_Written problem_
Reproduce verbatim the lines of the items below, starting at the line containing "point: baseball cap" and continuing through the final line of the items, both inclusive.

#### Given records ####

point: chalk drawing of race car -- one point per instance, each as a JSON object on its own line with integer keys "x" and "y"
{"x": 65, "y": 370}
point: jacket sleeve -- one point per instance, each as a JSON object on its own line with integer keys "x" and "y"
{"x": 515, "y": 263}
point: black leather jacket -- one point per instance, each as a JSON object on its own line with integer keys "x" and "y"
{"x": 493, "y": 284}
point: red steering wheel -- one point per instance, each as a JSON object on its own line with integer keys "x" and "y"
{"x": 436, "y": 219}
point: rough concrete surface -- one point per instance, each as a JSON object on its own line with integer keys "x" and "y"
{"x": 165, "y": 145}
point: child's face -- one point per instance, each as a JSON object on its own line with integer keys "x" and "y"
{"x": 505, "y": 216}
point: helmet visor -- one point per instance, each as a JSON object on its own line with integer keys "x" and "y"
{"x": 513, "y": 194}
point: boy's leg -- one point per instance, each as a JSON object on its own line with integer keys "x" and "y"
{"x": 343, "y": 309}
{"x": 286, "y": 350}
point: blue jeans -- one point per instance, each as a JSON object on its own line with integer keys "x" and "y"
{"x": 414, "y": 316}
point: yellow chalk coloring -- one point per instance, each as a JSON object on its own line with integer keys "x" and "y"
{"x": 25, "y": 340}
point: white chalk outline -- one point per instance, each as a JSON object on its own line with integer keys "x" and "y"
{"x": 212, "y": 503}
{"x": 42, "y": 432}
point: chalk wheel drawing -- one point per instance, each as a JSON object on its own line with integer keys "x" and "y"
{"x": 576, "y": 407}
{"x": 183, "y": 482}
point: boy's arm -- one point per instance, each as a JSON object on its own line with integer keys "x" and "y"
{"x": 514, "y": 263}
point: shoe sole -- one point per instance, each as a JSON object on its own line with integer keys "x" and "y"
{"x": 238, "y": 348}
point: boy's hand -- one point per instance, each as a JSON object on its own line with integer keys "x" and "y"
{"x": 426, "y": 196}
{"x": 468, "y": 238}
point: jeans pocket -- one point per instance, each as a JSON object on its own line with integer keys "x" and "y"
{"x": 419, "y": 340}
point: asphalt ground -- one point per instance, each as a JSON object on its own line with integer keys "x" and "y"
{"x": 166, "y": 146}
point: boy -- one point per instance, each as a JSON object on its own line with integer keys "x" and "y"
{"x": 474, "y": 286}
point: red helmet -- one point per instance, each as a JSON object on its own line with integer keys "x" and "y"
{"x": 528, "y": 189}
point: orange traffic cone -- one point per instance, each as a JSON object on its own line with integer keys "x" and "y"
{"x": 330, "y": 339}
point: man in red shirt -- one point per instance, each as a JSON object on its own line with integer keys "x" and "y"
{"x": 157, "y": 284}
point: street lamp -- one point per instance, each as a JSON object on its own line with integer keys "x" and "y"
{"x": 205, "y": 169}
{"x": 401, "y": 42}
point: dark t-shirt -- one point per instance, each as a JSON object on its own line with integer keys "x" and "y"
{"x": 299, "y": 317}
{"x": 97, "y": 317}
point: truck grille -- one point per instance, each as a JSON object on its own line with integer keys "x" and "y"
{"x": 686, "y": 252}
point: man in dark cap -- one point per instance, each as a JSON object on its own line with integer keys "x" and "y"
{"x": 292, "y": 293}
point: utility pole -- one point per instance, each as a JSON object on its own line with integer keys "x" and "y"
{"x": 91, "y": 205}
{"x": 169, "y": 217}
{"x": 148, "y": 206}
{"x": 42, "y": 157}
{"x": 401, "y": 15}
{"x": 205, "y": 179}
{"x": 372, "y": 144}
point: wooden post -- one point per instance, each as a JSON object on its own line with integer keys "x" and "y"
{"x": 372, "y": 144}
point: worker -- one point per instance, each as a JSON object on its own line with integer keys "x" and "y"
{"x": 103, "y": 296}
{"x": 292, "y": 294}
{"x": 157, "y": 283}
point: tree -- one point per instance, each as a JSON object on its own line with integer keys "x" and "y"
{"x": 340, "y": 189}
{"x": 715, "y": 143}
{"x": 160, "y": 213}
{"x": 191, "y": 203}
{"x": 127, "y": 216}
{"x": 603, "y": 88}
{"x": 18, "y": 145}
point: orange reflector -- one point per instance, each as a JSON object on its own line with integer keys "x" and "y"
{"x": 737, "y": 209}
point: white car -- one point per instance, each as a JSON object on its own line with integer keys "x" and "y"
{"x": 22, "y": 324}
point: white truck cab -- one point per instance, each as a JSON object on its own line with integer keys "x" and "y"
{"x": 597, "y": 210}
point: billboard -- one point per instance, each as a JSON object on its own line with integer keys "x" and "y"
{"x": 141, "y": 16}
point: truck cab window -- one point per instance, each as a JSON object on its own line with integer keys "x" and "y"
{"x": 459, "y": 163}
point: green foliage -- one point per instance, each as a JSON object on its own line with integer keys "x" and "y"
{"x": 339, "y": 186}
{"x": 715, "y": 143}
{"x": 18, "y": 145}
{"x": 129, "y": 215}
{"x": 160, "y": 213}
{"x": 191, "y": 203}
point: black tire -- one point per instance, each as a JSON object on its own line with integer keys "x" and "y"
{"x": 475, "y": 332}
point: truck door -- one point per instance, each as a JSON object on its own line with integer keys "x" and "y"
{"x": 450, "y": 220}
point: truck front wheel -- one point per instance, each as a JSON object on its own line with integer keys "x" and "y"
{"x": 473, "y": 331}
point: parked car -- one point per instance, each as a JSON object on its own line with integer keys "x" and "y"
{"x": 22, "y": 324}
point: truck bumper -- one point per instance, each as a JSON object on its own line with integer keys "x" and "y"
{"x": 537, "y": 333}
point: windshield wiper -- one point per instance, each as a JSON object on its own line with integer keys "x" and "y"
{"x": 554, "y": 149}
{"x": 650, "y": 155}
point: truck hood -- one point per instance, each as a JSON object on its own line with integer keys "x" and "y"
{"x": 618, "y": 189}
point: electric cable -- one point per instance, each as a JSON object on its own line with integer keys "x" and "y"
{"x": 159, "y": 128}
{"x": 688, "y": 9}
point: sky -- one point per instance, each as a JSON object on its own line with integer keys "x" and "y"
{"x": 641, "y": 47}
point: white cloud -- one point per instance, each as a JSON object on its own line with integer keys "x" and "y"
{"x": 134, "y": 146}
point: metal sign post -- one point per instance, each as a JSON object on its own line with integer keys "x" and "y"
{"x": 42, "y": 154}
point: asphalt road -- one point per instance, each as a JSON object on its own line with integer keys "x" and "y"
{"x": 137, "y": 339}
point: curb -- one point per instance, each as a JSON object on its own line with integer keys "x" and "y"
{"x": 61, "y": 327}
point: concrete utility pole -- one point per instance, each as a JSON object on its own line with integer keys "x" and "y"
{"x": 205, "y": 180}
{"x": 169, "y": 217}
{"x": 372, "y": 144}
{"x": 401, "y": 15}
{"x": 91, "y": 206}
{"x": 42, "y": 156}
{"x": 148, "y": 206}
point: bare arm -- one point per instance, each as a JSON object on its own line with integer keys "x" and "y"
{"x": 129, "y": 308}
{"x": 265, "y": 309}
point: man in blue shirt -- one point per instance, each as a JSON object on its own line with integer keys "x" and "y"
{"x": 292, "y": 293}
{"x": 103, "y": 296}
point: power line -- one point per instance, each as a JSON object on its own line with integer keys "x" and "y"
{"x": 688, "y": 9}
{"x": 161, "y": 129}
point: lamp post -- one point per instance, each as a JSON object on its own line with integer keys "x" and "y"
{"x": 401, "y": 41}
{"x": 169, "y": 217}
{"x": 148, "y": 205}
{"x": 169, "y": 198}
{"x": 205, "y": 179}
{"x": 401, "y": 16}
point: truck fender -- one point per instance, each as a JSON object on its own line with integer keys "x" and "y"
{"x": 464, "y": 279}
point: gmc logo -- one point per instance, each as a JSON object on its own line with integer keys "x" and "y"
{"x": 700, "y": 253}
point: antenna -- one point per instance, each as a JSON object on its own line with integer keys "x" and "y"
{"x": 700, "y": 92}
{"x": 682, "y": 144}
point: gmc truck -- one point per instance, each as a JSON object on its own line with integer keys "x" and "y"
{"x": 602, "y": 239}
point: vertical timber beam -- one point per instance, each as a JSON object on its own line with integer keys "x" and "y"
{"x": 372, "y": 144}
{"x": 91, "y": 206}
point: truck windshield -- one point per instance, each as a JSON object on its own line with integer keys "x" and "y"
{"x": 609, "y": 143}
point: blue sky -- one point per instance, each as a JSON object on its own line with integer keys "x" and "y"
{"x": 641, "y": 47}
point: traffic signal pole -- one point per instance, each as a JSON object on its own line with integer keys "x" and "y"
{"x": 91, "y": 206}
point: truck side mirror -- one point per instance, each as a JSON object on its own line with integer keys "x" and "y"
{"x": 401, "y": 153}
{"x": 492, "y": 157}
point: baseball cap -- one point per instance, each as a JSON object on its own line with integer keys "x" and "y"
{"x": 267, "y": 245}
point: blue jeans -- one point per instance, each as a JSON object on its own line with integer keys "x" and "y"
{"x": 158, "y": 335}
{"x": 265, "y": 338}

####

_Completed exercise_
point: baseball cap -- one point per instance, each as a JSON object on its own line with integer keys "x" and "y"
{"x": 267, "y": 245}
point: blue jeans -- one point per instance, each as a JSON object on its own line with integer keys "x" and "y"
{"x": 158, "y": 335}
{"x": 265, "y": 338}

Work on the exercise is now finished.